▸ STATED EXERCISE
Select and copy every line in the records below that contains the word "ocean".

Entries from a point annotation set:
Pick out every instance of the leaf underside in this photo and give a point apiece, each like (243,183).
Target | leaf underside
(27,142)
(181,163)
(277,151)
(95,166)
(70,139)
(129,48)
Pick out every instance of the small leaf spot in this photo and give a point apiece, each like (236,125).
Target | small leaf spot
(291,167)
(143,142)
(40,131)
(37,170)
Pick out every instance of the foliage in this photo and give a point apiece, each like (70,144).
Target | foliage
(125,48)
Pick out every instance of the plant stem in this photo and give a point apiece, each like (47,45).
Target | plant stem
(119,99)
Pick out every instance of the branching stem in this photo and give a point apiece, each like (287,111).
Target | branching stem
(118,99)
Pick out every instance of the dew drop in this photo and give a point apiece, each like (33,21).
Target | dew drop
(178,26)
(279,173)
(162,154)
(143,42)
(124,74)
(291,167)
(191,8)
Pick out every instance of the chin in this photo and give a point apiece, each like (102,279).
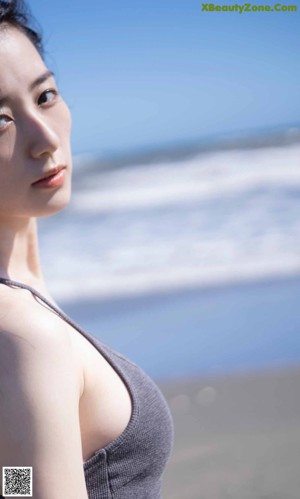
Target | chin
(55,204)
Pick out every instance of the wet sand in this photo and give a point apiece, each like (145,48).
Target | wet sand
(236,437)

...

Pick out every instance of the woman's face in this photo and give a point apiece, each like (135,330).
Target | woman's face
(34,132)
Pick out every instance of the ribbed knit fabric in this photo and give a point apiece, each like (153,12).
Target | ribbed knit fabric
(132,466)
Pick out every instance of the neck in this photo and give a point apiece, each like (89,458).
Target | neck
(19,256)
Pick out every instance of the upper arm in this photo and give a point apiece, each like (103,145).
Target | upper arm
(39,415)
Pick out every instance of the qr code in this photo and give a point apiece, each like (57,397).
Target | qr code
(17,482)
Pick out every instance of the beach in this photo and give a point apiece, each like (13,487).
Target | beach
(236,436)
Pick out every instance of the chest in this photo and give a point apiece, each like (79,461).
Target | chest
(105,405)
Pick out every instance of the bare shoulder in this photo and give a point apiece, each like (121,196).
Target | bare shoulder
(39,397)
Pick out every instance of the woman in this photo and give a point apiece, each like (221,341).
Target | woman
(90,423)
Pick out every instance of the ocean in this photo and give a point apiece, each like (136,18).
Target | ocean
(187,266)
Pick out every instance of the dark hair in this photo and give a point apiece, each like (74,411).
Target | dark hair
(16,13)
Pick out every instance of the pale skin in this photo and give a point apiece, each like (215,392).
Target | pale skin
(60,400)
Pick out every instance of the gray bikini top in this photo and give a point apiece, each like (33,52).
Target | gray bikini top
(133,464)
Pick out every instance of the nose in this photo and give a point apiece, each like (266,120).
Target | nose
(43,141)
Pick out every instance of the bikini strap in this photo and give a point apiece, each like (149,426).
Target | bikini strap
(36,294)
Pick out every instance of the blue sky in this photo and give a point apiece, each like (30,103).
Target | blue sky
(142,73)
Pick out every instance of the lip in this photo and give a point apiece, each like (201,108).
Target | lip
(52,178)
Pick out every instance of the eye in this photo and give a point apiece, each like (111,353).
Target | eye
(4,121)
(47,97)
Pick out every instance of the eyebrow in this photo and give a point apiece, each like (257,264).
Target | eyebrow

▸ SOLUTION FOR THIS TASK
Pick out every instance of the ocean in this photo and give a point apiece, each like (136,18).
Target | ocean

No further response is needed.